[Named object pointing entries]
■ ■ ■

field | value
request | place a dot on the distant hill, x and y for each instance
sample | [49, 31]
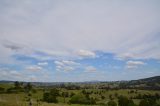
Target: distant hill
[145, 83]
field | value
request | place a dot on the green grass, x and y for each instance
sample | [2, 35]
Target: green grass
[19, 99]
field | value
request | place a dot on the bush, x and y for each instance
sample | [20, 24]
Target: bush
[47, 97]
[81, 99]
[112, 103]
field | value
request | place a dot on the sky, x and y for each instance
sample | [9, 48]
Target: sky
[79, 40]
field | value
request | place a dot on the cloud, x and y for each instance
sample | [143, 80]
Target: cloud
[134, 64]
[43, 64]
[66, 65]
[86, 53]
[90, 69]
[34, 68]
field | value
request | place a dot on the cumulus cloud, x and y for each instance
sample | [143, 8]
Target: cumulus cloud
[134, 64]
[34, 68]
[66, 65]
[43, 64]
[90, 69]
[86, 53]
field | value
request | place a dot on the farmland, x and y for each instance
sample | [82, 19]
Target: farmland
[74, 94]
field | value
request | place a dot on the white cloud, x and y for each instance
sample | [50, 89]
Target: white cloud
[66, 65]
[90, 69]
[34, 68]
[43, 64]
[134, 64]
[86, 53]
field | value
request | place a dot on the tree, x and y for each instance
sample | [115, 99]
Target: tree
[17, 85]
[112, 103]
[81, 99]
[144, 103]
[28, 87]
[47, 97]
[123, 101]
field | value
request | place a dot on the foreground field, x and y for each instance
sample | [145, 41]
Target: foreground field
[21, 99]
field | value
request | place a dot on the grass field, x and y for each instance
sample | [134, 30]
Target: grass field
[22, 99]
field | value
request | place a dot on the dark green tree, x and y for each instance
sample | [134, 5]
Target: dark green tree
[112, 103]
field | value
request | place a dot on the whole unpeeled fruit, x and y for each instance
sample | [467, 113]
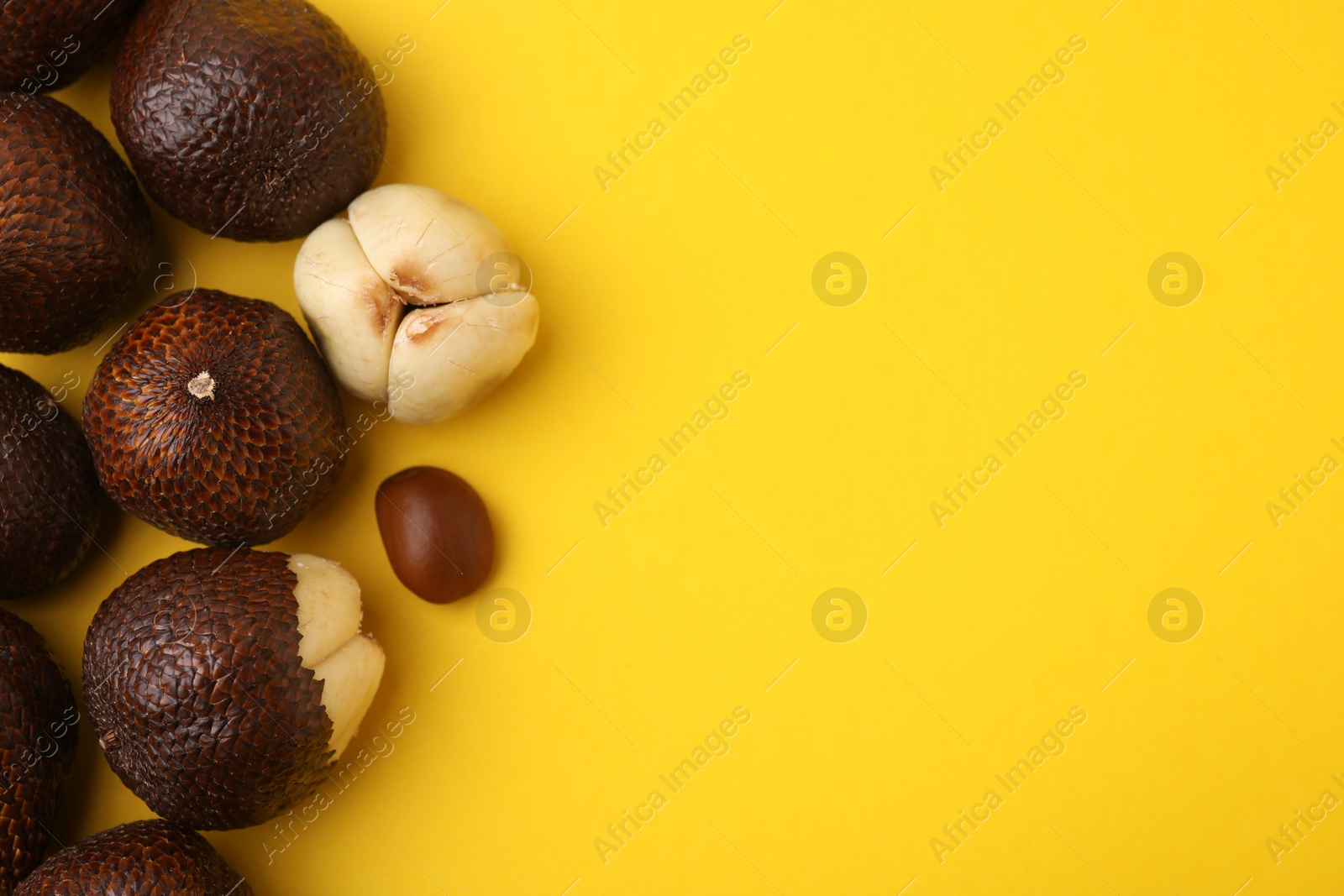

■ ■ ■

> EXERCISE GOAL
List each line of the rows above that contains the word "cloud", matching case.

> RESULT
request | place a dot on the cloud, x and y for each instance
Target: cloud
request | place a dot on the cumulus cloud, x and y for each instance
Target: cumulus cloud
request | place a dot on the white cloud, x and y for each instance
Target: white cloud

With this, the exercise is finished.